Your instructions: Each line of the records below that contains "every" needs to be copied.

Records supplied:
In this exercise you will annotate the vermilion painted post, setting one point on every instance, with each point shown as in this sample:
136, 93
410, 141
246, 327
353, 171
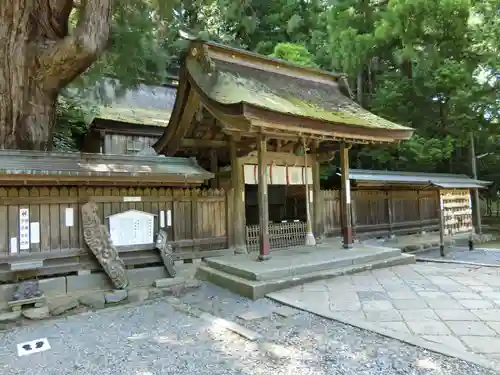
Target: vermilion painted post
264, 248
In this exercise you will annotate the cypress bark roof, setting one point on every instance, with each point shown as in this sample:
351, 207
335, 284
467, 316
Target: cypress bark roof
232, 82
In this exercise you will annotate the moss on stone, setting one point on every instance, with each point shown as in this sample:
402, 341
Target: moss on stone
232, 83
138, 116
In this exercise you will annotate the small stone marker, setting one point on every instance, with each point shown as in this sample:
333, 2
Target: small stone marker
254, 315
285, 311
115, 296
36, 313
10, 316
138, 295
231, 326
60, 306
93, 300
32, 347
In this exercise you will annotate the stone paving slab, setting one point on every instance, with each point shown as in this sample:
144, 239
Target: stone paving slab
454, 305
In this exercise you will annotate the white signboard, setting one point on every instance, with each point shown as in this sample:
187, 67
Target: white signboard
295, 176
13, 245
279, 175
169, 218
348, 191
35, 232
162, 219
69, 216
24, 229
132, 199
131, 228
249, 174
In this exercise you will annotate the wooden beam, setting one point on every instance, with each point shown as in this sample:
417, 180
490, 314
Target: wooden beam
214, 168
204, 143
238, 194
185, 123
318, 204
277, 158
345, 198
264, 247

Output for this exercise:
In this exercise you will annotate the vermilion painted post, setting one point on every instance, with each point shown as in this sample:
In this exercise you will annotate the cypress bark roof, setting one point on every instance, with each point shown as in this sample:
In this exercise you will annotate the moss on stone, setting one point on every instance, with each point shown as in this sample:
In this exercise you will annotate the small stone marker, setting one point on every instance, with each point shown as in this sample:
In this exercise you will annotate the stone paving slab, setting one point on every instance, with each point shown as in this sample:
In this exercise you will annotate the white signboard, setting one point on every instance, with each point shown as in this sample:
In this exercise you will annotate the wooden beam, setting one point on every instance, with each point shown as in this sample:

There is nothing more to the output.